- _AIM OF THE TASK_:
Put each line of the items below into a JSON list of strings, one string per line, with blank lines skipped. Leave the pictures out.

-- BEGIN --

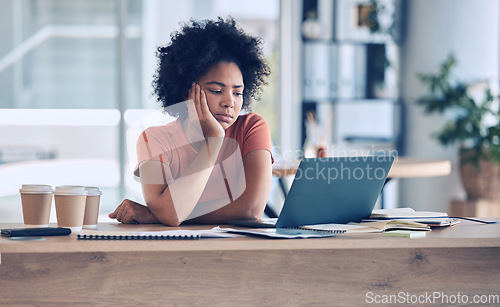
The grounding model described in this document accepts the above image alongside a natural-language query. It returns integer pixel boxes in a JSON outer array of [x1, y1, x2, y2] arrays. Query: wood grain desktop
[[0, 221, 500, 306]]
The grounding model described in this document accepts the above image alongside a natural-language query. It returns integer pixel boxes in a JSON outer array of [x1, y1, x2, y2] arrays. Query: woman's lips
[[215, 114, 233, 123]]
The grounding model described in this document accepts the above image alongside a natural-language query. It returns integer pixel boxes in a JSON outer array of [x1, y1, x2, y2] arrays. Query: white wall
[[399, 0, 500, 211]]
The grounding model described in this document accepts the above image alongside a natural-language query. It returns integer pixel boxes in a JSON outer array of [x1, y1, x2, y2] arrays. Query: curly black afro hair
[[153, 17, 270, 116]]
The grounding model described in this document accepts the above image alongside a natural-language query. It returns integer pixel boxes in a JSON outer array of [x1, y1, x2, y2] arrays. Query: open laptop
[[228, 155, 394, 228]]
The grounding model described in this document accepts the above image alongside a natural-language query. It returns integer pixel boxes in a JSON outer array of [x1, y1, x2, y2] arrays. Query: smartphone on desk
[[1, 227, 71, 237]]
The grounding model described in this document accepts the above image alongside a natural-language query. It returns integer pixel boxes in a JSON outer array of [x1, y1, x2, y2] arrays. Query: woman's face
[[196, 62, 243, 130]]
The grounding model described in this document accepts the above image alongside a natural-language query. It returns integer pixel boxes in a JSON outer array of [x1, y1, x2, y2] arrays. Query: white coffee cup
[[83, 187, 102, 229], [19, 184, 53, 228], [54, 185, 87, 233]]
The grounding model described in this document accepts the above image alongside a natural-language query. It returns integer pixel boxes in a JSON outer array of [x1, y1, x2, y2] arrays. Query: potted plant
[[417, 54, 500, 200]]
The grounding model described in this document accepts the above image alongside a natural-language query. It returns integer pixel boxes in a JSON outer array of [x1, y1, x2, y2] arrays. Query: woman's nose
[[222, 93, 234, 108]]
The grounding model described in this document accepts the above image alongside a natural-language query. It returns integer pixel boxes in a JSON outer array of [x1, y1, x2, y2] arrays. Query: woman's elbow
[[147, 202, 183, 227]]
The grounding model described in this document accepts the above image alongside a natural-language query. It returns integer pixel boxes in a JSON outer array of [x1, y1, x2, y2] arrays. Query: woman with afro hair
[[109, 18, 273, 226]]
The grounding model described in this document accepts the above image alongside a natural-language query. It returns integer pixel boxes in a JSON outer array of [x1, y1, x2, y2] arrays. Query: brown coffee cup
[[54, 185, 87, 233], [19, 184, 54, 227], [83, 187, 102, 229]]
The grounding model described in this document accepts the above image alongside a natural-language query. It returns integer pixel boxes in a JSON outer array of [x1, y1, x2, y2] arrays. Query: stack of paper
[[363, 208, 459, 226], [301, 220, 431, 233]]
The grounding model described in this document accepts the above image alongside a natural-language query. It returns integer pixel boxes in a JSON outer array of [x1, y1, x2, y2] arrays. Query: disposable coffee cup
[[83, 187, 102, 229], [54, 185, 87, 233], [19, 184, 54, 228]]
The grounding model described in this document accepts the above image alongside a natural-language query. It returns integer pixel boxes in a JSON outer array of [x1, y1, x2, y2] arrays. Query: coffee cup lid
[[19, 184, 53, 193], [85, 187, 102, 196], [54, 185, 87, 195]]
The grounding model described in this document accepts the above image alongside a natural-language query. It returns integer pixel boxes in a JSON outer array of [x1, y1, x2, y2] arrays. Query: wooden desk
[[0, 221, 500, 306], [273, 157, 451, 178]]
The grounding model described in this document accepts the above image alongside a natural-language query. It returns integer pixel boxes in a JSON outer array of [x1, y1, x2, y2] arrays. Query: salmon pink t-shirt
[[134, 113, 274, 211]]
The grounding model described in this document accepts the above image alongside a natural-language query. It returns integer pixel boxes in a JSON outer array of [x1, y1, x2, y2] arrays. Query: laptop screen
[[276, 155, 394, 228]]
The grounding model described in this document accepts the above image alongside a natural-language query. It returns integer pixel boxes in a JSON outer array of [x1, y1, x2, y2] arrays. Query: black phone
[[1, 227, 71, 237]]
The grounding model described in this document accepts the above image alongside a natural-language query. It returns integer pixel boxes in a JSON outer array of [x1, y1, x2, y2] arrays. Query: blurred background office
[[0, 0, 500, 222]]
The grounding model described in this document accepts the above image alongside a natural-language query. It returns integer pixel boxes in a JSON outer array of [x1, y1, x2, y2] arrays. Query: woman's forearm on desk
[[142, 138, 223, 226], [187, 150, 272, 224]]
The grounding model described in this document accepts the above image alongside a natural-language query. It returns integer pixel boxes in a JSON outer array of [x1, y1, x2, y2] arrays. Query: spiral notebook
[[77, 229, 235, 240]]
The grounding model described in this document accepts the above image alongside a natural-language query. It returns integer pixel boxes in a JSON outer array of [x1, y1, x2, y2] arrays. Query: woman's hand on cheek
[[189, 83, 225, 137], [108, 199, 158, 224]]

-- END --

- _RESULT FOR THIS TASK_:
[
  "The grounding model described in this document accepts the above image alongside a natural-language query. It returns integer pixel boxes in a JSON outer array of [x1, y1, x2, y2] arrays. Query: wood grain desktop",
  "[[0, 221, 500, 306]]",
  "The grounding model described in this document accepts the above image alongside a natural-language query. It returns integer pixel boxes in a JSON outer array of [x1, y1, x2, y2] arrays. Query: woman's lips",
  "[[215, 114, 233, 123]]",
  "The grounding model described in this document accepts the above image alongside a natural-language query. It returns integer pixel boxes in a JSON outer array of [x1, y1, x2, y2] arrays. Query: white wall",
  "[[399, 0, 500, 211]]",
  "The grounding model described in this document accepts the above image alongside a natural-language query. It returns integer pixel boxes in a JSON outer array of [x1, y1, x2, y2] arrays. Query: curly black afro hair",
  "[[153, 17, 270, 116]]",
  "The grounding model described in this document accepts the above image alongside a natural-language query. It returns integer pixel boxes in a JSON outer array of [x1, y1, x2, y2] arrays. Query: open laptop",
  "[[228, 155, 394, 228]]",
  "The grounding model described in this document accepts the above image alongside a natural-language query. It returns integer pixel boxes in a JSON outer array of [x1, y1, x2, y2] arrays. Query: smartphone on desk",
  "[[1, 227, 71, 237]]",
  "The grounding model described in this document accepts the above image alongside a natural-language query. It returns integer pixel boxes in a JSON outer array of [x1, y1, x2, y2] arrays. Query: woman's face",
  "[[196, 62, 243, 130]]",
  "The grounding model described in this document accepts the above image alongside a natural-language query. It returns integer pixel boxes in a JSON outer array of [x1, y1, x2, y2] arrays. Query: white coffee cup",
  "[[83, 187, 102, 229], [19, 184, 53, 228], [54, 185, 87, 233]]",
  "The grounding model described in this document accepts the above image alongside a natural-language query. It returns integer pixel boxes in a JSON outer array of [x1, y1, x2, y2] arrays. Query: potted plant",
  "[[417, 54, 500, 200]]",
  "The grounding model described in this document accepts the above image alongside a natural-language query. It returns integer pixel boxes in a JSON outer array of [x1, y1, x2, y2] arrays. Query: woman's nose",
  "[[222, 93, 234, 108]]",
  "The grounding model described in this document accepts the above image alongside a natural-language query. It returns integer pixel boxes in a JSON outer array of [x1, y1, x2, y2] arrays. Query: woman's elbow",
  "[[147, 202, 183, 227]]",
  "The grounding model described in this document accepts the above image alongside a natural-language query. It returns integer pixel boxes in a JSON outer array of [x1, y1, x2, y2] arrays. Query: woman with afro hair",
  "[[109, 18, 273, 226]]",
  "The grounding model described in this document accepts the above image alongside a natural-language query. It returns integer pixel boxes in a JSON outer array of [x1, y1, x2, y2] arrays. Query: brown coffee cup",
  "[[54, 185, 87, 233], [19, 184, 54, 227], [83, 187, 102, 229]]",
  "The grounding model described in this document accepts the above image alongside a natural-language query. It returns integer pixel boxes in a JSON outer array of [x1, y1, x2, y2] arrays. Query: stack of paper",
  "[[363, 208, 459, 226], [301, 220, 431, 233]]",
  "The grounding model described in this document accepts the above image alongside a natural-language query. It returns integer pixel boxes in a JSON outer array of [x1, y1, x2, y2] arrays. Query: disposable coffee cup",
  "[[83, 187, 102, 229], [54, 185, 87, 233], [19, 184, 54, 228]]",
  "The grounding model described in this document accepts the above image alongside a natural-language query. It returns integer pixel boxes in a JSON outer array of [x1, y1, x2, y2] arrays. Query: coffee cup lid",
  "[[19, 184, 53, 193], [85, 187, 102, 196], [54, 185, 87, 195]]",
  "The grounding model described in this document accepts the above image alongside a natural-language query. It returns integer pixel boxes in a JSON outer array of [x1, y1, x2, y2] arrays. Query: wooden desk",
  "[[0, 221, 500, 306], [273, 157, 451, 178]]",
  "The grounding model described in this document accepts the above image alongside a natural-language query. It returns integer pixel boxes in a JSON outer array of [x1, y1, x2, y2] arrays. Query: salmon pink t-shirt",
  "[[134, 113, 274, 211]]",
  "The grounding model described in this document accepts the above image alongside a natural-language query. It returns integer pixel boxes in a JSON outer array of [x1, y1, x2, y2] arrays. Query: laptop screen",
  "[[276, 155, 394, 228]]",
  "The grounding model described in this document accepts the above image alongside a natural-language query. It returns integer pixel boxes in a JSON outer array of [x1, y1, x2, y2] arrays. Query: black phone",
  "[[1, 227, 71, 237]]",
  "The grounding model described in this document accepts the above image alongside a natural-language query. It returns integer pixel boxes in a JSON outer array of [x1, y1, x2, y2] arrays. Query: blurred background office",
  "[[0, 0, 500, 222]]",
  "The grounding model described in this document accepts the above image alongside a natural-language query. It returns integer pixel boxes in a JSON outer array of [x1, y1, x2, y2] arrays. Query: woman's forearm on desk",
  "[[142, 138, 223, 226], [187, 150, 272, 224]]",
  "The grounding model described in this document accepts the above image alongside a natural-language query. It returns integer pixel boxes in a JSON outer array of [x1, y1, x2, y2] arrays. Query: spiral notebook",
  "[[77, 229, 235, 240]]",
  "The grounding model described in this document accepts the above image alongside a natural-language query. It returns integer pixel boxes in a JSON outer array of [x1, y1, x2, y2] arrays. Query: woman's hand on cheek",
  "[[189, 83, 225, 137], [108, 199, 158, 224]]"
]